Items from a labeling collection
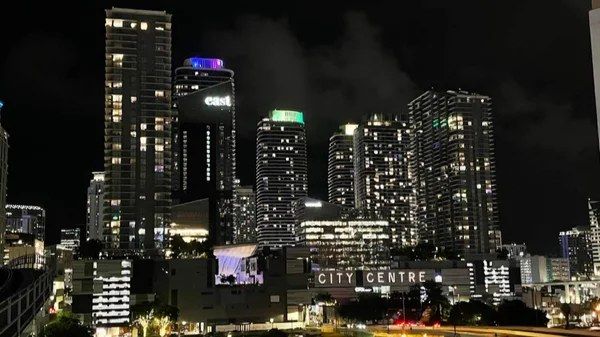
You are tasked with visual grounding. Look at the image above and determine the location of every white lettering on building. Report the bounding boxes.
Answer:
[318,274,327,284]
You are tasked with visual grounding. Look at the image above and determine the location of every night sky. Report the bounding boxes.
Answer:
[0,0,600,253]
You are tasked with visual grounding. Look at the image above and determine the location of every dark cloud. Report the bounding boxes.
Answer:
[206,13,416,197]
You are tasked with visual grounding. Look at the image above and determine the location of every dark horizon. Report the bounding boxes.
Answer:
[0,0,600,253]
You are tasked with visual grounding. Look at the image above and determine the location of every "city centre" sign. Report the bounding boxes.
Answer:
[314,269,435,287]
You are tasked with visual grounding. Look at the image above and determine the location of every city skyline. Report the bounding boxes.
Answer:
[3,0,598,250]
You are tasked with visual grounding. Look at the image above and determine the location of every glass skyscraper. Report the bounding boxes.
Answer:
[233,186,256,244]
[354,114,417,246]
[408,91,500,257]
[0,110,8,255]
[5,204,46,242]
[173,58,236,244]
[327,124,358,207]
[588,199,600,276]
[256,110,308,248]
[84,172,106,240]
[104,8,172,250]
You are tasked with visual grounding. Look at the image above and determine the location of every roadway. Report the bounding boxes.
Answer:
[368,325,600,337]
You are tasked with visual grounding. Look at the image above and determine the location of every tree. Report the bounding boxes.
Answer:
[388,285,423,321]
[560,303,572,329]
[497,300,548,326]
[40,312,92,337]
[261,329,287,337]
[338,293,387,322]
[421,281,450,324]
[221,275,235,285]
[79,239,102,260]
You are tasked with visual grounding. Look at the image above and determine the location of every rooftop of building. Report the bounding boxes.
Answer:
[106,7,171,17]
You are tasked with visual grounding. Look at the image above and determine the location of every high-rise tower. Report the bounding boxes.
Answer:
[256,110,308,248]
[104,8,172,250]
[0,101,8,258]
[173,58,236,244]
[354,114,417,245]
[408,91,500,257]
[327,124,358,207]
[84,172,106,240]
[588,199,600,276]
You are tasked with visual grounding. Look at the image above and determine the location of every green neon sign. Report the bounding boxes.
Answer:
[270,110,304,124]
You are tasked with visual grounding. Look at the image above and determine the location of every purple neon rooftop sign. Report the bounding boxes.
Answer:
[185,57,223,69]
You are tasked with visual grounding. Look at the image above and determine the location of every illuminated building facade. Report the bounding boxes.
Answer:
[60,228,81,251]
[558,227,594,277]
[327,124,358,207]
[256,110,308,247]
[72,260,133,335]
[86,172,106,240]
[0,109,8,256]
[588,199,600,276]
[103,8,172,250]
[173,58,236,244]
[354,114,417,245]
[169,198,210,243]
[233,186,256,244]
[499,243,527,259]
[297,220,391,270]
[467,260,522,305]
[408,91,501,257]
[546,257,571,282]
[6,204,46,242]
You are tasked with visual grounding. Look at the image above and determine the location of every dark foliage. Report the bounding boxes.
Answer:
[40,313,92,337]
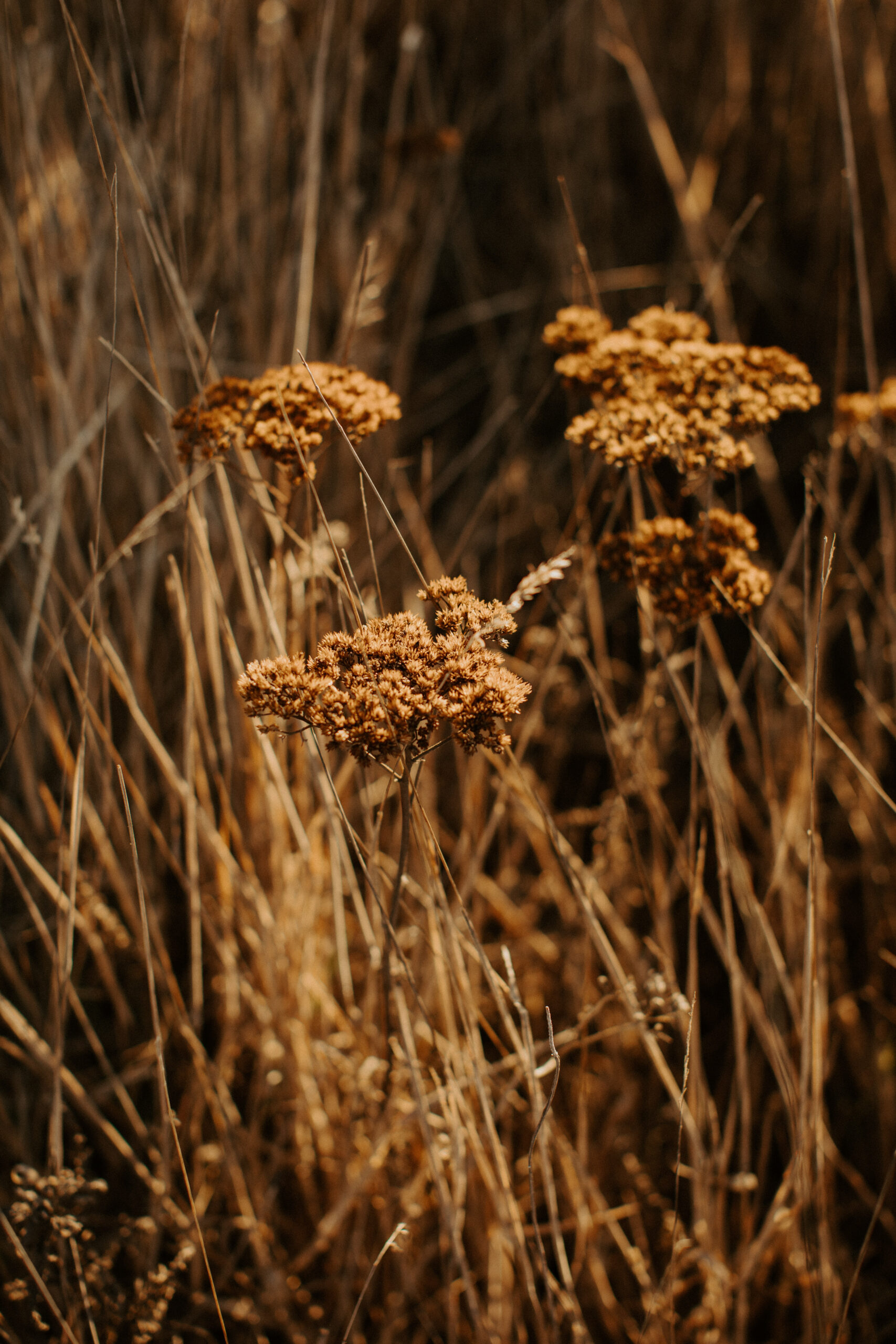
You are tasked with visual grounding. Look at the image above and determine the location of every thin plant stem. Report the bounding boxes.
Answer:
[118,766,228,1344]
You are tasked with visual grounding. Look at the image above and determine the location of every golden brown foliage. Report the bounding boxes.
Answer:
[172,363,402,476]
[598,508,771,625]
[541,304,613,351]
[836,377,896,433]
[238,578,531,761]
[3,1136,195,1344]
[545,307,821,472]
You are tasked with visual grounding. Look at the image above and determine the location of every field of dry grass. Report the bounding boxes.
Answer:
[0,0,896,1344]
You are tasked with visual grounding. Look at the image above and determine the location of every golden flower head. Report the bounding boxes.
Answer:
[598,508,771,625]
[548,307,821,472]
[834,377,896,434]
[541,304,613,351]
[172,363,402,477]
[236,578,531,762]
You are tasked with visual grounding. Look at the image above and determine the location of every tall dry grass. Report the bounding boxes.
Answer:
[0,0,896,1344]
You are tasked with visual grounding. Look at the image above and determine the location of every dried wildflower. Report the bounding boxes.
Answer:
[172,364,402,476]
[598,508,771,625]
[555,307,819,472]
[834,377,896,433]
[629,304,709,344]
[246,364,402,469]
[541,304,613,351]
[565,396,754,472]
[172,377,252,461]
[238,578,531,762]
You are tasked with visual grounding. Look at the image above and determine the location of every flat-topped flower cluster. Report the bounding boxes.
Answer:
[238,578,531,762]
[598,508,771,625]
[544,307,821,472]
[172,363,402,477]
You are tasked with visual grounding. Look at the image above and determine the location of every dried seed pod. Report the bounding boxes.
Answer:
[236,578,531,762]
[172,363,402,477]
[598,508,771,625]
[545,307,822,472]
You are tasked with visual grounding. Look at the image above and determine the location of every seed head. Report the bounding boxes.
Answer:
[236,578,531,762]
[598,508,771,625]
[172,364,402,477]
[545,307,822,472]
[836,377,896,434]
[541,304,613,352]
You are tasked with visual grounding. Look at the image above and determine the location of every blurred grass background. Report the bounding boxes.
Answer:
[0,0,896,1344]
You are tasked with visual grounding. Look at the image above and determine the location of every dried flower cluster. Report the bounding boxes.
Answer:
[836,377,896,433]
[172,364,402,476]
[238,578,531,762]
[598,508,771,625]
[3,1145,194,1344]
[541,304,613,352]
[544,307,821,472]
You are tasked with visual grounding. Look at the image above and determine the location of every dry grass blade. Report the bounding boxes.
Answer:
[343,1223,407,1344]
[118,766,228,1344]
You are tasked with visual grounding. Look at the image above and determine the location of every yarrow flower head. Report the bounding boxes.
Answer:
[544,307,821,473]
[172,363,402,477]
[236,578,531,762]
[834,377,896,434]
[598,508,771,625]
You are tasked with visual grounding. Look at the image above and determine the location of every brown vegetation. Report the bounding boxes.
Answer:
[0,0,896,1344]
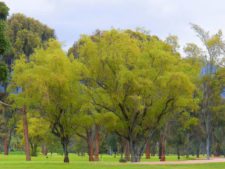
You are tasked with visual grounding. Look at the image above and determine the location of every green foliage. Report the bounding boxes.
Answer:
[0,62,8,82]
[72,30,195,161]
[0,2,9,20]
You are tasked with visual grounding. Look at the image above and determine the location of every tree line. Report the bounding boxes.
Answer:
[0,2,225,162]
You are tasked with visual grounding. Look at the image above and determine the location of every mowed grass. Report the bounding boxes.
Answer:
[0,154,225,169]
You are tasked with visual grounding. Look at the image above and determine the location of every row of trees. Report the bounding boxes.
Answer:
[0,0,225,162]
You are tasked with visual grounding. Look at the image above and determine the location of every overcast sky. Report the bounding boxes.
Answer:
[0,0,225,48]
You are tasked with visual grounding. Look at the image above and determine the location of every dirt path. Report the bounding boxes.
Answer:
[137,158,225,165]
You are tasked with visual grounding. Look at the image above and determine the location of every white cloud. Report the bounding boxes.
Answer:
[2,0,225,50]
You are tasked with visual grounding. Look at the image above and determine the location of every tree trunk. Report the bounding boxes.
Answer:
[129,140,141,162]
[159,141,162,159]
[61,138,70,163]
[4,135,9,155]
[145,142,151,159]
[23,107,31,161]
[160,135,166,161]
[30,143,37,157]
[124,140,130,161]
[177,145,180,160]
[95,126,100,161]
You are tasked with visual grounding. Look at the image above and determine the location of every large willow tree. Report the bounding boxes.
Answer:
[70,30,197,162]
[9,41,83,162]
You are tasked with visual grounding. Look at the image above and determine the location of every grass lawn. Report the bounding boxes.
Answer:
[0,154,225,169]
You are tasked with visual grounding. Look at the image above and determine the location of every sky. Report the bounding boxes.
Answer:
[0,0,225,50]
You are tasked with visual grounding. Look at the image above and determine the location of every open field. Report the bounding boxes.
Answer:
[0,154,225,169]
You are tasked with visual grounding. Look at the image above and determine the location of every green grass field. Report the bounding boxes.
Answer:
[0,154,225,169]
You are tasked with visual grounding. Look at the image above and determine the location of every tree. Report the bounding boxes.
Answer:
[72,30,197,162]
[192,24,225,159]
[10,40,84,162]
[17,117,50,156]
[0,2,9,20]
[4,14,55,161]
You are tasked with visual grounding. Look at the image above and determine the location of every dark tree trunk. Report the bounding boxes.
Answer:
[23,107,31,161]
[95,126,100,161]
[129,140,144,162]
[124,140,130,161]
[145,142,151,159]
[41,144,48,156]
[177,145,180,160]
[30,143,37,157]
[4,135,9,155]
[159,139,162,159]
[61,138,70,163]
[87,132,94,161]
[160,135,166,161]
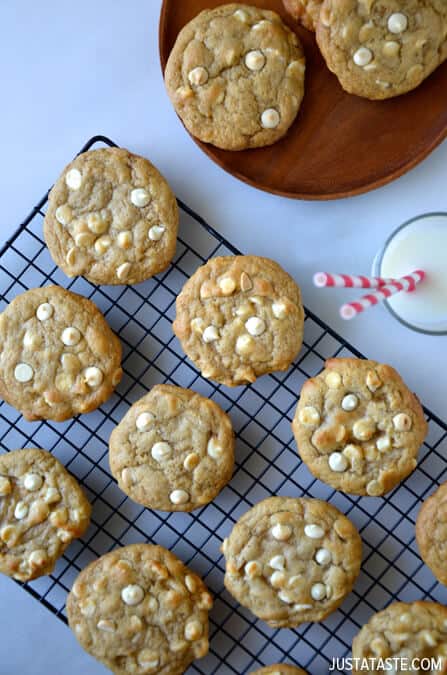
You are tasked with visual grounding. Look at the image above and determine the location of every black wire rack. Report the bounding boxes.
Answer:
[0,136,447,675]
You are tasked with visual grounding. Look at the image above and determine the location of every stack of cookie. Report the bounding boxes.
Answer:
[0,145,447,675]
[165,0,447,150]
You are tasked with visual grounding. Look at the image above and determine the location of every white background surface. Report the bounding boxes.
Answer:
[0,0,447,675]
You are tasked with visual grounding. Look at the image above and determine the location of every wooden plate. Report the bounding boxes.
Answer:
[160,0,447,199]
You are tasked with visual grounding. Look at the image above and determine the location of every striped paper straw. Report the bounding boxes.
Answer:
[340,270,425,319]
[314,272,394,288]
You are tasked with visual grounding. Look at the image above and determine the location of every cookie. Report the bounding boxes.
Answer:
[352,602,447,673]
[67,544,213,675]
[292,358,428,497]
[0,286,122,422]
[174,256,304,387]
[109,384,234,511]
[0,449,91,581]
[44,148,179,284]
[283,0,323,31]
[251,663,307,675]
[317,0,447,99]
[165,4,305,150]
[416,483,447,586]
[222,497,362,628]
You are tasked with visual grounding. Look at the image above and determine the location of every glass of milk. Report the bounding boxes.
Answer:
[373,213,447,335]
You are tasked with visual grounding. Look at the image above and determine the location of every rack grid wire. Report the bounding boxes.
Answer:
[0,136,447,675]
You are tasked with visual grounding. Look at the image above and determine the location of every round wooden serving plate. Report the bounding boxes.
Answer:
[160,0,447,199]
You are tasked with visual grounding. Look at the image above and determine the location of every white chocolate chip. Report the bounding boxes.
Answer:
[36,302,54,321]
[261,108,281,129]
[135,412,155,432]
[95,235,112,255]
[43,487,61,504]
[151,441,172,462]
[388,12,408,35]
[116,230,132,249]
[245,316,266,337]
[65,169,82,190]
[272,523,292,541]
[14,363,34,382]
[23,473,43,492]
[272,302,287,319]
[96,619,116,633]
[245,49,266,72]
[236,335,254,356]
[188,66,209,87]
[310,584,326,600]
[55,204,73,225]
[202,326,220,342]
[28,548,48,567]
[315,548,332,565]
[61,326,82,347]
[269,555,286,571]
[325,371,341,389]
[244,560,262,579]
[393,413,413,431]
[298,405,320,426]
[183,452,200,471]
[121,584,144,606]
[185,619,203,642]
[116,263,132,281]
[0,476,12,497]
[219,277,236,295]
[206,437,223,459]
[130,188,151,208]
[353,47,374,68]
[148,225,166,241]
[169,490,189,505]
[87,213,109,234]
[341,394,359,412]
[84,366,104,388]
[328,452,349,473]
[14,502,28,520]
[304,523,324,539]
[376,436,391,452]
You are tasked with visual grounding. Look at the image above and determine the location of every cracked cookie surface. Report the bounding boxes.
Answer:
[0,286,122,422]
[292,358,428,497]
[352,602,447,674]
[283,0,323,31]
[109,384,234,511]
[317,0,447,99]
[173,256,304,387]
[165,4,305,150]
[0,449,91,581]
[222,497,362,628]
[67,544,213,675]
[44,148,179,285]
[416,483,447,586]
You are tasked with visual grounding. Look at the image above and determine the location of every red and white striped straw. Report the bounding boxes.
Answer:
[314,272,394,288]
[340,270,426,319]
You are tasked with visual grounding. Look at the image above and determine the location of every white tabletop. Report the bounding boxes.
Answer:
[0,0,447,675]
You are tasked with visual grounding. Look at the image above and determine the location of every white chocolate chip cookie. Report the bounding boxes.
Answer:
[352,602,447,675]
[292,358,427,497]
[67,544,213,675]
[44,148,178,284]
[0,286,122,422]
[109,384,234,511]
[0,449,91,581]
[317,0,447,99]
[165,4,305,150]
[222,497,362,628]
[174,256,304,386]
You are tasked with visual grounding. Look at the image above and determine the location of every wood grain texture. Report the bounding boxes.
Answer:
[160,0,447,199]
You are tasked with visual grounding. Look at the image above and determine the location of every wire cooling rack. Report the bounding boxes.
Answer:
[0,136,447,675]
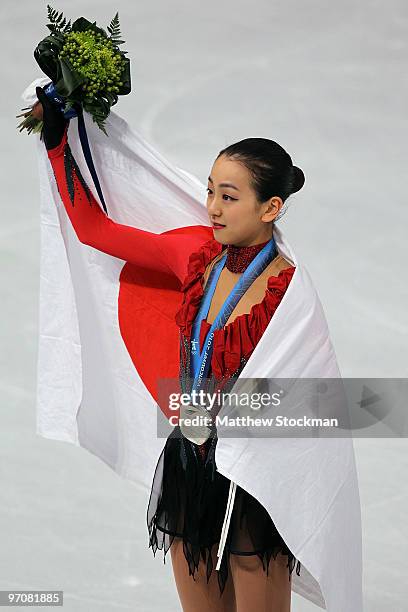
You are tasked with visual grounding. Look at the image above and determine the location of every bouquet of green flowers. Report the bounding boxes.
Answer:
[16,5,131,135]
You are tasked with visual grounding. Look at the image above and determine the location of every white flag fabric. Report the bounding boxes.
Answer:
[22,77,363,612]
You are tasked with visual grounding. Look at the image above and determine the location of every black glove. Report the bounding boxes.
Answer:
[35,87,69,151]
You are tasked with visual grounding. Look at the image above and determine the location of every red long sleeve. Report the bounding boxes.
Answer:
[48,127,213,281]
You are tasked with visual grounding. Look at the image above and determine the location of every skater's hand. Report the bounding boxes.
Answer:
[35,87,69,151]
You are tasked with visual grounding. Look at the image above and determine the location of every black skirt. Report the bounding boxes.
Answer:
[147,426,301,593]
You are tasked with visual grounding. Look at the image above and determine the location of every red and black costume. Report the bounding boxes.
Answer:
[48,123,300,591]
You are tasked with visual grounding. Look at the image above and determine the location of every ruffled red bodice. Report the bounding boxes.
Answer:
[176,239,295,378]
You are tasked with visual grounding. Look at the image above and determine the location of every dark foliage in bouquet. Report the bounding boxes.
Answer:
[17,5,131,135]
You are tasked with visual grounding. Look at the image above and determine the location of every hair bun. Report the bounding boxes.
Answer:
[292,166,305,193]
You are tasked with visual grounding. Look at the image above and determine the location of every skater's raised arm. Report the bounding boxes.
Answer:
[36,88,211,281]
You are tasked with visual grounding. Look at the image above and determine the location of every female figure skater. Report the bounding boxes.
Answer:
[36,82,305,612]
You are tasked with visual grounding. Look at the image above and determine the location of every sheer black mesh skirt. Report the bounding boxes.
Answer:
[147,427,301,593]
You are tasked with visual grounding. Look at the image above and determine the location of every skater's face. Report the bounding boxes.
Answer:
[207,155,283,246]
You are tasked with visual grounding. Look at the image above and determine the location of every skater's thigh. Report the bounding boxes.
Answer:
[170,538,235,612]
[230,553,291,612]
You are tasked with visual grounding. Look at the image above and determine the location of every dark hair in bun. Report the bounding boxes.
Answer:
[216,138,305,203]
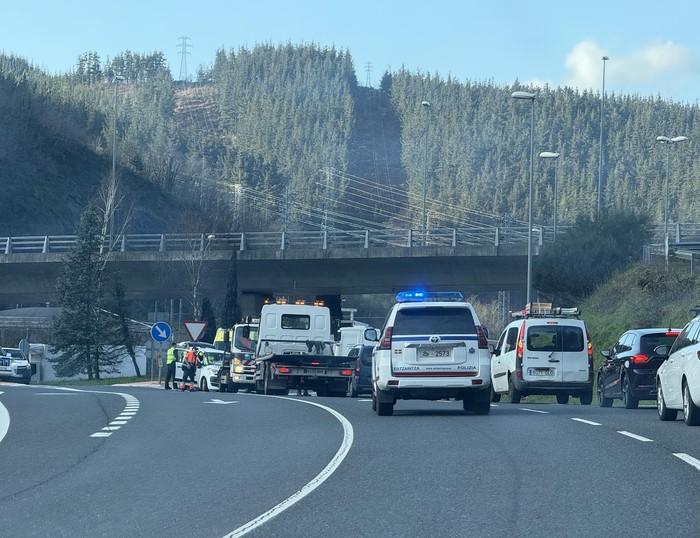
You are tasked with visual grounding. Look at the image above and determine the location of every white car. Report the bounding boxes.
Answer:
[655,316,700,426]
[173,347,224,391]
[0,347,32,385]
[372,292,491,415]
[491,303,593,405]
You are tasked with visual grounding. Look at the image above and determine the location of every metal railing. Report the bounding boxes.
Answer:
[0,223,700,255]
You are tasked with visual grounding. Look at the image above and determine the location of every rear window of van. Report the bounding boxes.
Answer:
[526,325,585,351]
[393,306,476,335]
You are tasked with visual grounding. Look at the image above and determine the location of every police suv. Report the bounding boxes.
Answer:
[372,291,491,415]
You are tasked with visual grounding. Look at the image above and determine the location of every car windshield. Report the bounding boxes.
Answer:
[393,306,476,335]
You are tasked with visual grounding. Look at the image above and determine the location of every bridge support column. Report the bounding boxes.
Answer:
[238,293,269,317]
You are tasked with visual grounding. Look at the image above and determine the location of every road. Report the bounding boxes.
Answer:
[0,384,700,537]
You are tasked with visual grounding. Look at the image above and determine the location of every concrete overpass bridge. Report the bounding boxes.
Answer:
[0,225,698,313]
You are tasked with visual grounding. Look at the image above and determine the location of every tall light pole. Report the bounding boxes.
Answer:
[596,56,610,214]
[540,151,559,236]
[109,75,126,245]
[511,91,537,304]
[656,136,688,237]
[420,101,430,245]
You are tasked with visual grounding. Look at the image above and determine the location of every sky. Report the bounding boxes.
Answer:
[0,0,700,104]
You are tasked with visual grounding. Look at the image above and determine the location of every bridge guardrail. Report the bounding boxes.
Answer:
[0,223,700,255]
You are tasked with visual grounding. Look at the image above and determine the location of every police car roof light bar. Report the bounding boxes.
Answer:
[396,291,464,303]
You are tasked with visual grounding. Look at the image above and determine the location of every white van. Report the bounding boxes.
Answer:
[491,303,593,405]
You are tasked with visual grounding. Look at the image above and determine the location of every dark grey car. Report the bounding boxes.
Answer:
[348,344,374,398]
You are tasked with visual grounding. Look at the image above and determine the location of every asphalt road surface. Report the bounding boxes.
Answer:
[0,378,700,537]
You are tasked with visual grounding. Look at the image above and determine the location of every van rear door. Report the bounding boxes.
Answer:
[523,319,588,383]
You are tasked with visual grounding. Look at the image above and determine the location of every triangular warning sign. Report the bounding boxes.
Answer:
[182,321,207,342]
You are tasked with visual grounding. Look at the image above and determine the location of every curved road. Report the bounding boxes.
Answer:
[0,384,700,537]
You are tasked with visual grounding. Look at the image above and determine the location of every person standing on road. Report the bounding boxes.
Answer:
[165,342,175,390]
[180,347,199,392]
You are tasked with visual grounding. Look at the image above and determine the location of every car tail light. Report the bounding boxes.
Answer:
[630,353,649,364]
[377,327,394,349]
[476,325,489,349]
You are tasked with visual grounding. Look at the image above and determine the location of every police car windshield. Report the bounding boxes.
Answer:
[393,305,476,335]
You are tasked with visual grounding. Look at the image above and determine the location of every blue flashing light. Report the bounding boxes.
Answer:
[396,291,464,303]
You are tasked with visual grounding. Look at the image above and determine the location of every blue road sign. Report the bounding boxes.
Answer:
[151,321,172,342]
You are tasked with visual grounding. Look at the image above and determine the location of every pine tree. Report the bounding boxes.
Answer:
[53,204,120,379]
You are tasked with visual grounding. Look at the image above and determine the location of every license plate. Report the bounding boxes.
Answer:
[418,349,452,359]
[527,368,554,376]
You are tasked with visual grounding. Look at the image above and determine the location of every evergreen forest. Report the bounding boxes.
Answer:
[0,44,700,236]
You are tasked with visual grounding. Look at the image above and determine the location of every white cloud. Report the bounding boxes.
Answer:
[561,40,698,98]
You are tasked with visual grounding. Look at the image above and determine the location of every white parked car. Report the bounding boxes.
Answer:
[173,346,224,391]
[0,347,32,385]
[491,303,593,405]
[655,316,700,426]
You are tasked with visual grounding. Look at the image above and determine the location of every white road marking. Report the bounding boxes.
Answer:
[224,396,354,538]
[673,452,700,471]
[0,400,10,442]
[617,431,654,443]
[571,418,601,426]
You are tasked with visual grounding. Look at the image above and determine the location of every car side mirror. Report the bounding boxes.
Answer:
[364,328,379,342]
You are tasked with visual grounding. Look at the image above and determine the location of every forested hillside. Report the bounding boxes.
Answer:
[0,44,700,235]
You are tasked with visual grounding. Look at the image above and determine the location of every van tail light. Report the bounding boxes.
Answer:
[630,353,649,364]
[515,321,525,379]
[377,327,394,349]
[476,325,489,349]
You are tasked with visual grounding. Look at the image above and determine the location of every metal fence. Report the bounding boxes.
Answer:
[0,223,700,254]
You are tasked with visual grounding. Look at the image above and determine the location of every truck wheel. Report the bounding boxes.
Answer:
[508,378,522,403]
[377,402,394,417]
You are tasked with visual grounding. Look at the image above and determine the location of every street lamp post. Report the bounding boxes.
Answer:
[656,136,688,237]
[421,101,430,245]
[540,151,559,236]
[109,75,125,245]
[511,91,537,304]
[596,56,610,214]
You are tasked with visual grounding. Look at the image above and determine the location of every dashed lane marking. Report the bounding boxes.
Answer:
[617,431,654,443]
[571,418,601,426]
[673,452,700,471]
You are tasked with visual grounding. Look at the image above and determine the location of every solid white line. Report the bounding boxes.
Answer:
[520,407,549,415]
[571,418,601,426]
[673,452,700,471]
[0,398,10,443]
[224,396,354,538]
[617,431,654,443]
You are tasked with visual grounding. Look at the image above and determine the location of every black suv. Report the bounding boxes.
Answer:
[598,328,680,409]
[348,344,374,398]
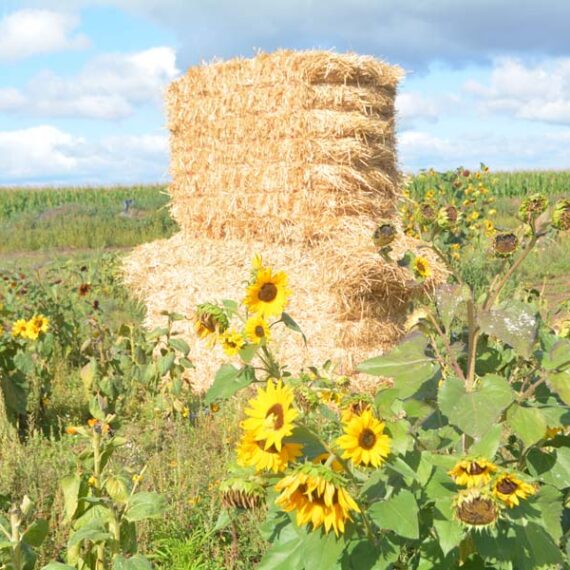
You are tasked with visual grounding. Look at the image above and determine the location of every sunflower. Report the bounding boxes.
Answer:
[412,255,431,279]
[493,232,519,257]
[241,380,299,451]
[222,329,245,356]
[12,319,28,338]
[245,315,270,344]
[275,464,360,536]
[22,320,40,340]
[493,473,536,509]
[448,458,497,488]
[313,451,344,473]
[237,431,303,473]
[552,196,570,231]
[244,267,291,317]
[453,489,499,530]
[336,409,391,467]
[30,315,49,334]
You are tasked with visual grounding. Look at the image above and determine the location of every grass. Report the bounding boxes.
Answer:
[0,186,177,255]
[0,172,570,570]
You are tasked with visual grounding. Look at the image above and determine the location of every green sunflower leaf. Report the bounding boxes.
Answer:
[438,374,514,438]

» EXERCISE GOAL: In the records, from the line containing "sunflower. Report the bounding boxes." through the end, swap "grass" for "lawn" and reproduce those lines with nothing else changed.

» WRITTEN ANSWER:
You are tasked with visual grounding. Look at the image above and determine the location of every sunflower. Report the bounding boxes.
Answer:
[412,255,431,279]
[493,232,519,257]
[241,380,299,451]
[222,329,245,356]
[12,319,28,338]
[245,315,270,344]
[275,464,360,536]
[22,320,40,340]
[493,473,536,509]
[448,458,497,488]
[313,451,344,473]
[237,431,303,473]
[552,196,570,231]
[244,267,291,317]
[453,489,499,530]
[336,409,391,467]
[30,315,49,334]
You are tasked with visual grounding. Look at the image above and determine the location of every lawn. Report the bounding boxes.
Answer:
[0,186,177,255]
[0,172,570,570]
You are tasked with visual grounding. Look at the image above and determine the location of every green sunflower leaf. Report the bounding boxes.
Answer:
[438,374,514,438]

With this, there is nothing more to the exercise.